**Page**
▼▼▼

Odierno, the top commander for day-to-day operations in Iraq, said extra units deployed for the build-up would leave between next April and August to keep a promise that their tour would not last more than 15 months. “The surge, we all know, will end sometime in 2008,” Odierno told reporters at the Pentagon by videolink from Iraq.

He said commanders would be faced with a decision on whether to replace the units. “Right now our plan is not to backfill those units,” he said. A final decision has not been made and would fall to Gen. David Petraeus, the top commander in Iraq, Odierno said.

But his remarks offered an insight into the thinking of commanders in Iraq before a much-anticipated progress report due next month to the Congress by Petraeus and Ryan Crocker, the ambassador in Baghdad.

Odierno said the total number of attacks in Iraq were at their lowest level since August 2006, and attacks against civilians in particular were at a six-month low. He did not give figures reflecting the number of casualties in recent and past attacks.

Civilian murders in Baghdad were down more than 51 percent since and Iraqi forces launched a crackdown in the capital earlier this year, he said. Odierno said the Baghdad murders were at their lowest level since just before the February 2006 bombing of the al-Askari mosque, a Shi’ite shrine in the city of Samarra, which set off a huge wave of sectarian violence. “Although our recent tactical successes are not yet enduring trends, we are heading in the right direction,” he said.

He echoed statements by officials that military operations cannot alone heal Iraq’s sectarian divisions and Iraq’s government must approve measures to foster reconciliation between Sunnis, Shi’ites and Kurds. “We understand that our recent tactical successes will only add up if Iraqis take advantage of them and ultimately the government of Iraq is a key to progress,” Odierno said. “We are setting the conditions in buying the government of Iraq time to improve their capacity in order to gradually and steadily empower the Iraqi government and not hand them too much, too quickly,” he said.
Posted by:Steve White

#2  Odierno's obviously doing a great job, but for the billionth time, can anyone here play this game? Body language conveying anything other than relentless determination directly undermines our mission and gets more Americans killed in the long run. At the same time, it is utterly irrelevant to the domestic political situation, where (as though it wasn't obvious from the start) the opposition and the pathetic weather-vanes of the GOP lack the guts to do anything dramatic on Iraq. Somehow the political geniuses all over DC incl. the White House cannot recognize the obvious fact that Americans are sensitive to perceptions of progress or utility in our efforts and sacrifice, and not hung up on dates and deadlines. I believe the DOD has done focus group work over the last few years that documents this and other common sense things - but apparently either that's a rumor or the results aren't shared with the WH.

Sheesh.

Show bloody, bared teeth and a slightly maniacal visage to the world until you get what you want. Then it's time for transparency about future plans.

Talking points for Odierno (he can use them without a royalty fee): "As we've said before our future actions will be determined by results and conditions here on the ground. Our actions on increasing or decreasing troop levels will be conditions-based, the only important conditions being our progress in achieving our objectives. There's no timetable in a war, and in this war the only end-point will be the achievement of our objectives. The enemy, and anyone else, had better think accordingly."

There - is that so hard?
Posted by: Verlaine   2007-08-18 12:07  

#1  Not much reading between the lines necessary to see the surge is suceeding, at least in the Khaleej Times. It is a Reuters piece, however, so I'll watch the Washington Post tomorrow - they'll probably pick it up!

▲▲▲

**Data entries**
▼▼▼

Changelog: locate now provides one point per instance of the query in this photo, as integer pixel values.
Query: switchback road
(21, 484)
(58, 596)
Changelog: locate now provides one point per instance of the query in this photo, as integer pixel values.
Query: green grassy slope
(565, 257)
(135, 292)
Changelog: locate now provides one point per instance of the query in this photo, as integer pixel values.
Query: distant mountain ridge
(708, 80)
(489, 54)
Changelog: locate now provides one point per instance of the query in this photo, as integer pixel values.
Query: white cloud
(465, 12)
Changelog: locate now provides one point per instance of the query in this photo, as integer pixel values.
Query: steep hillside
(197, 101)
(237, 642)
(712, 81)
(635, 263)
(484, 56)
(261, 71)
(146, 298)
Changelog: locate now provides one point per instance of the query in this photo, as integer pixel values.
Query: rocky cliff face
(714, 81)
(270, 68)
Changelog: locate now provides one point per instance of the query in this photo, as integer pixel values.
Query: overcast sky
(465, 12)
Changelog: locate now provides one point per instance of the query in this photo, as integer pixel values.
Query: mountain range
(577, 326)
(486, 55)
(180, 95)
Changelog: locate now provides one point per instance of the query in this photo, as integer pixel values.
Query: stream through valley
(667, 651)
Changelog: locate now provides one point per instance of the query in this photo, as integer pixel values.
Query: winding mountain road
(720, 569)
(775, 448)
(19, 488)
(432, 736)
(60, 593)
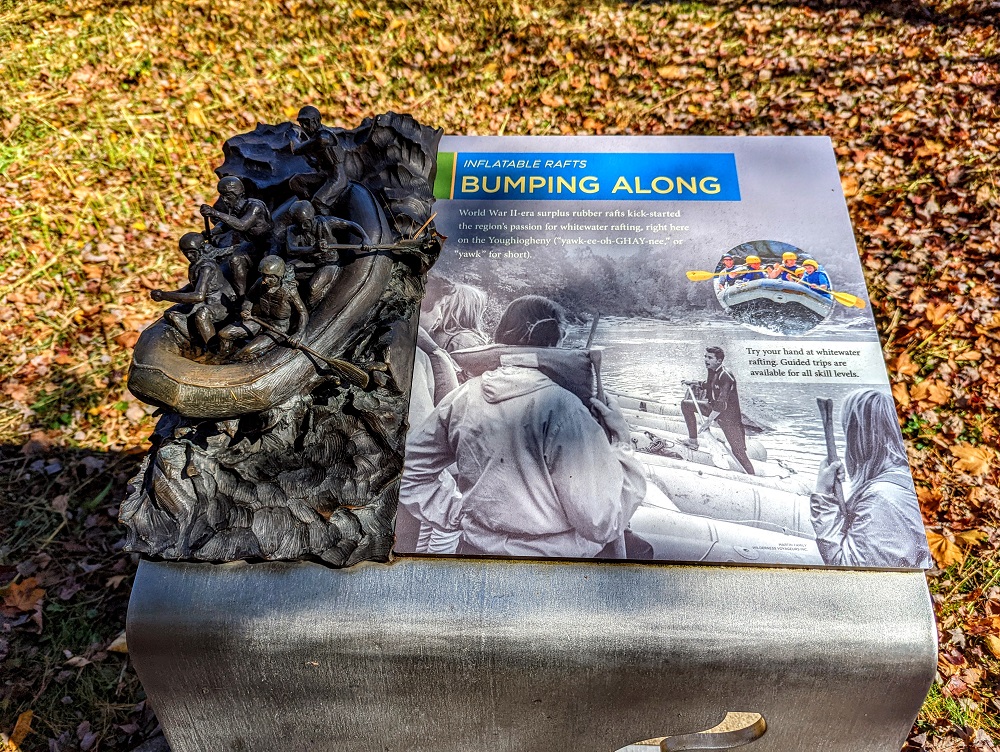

▲▲▲

**Exercise set**
**1)** According to the article on Iraq, why would the extra units sent for the build-up leave between next April and August? Answer in one to three sentences.
**2)** In the article on Iraq, who would make the final decision on whether to replace the departing units?
**3)** Revise everything from "He said commanders" down to "Iraq, Odierno said." in the article on Iraq, putting "brigades" wherever "units" appears.
The data is separate material and is not part of the article on Iraq.

**Complete answers**
**1)** They would leave in that window to keep a promise that their tour would not last more than 15 months.

**2)** Gen. David Petraeus, the top commander in Iraq.

**3)**
He said commanders would be faced with a decision on whether to replace the brigades. “Right now our plan is not to backfill those brigades,” he said. A final decision has not been made and would fall to Gen. David Petraeus, the top commander in Iraq, Odierno said.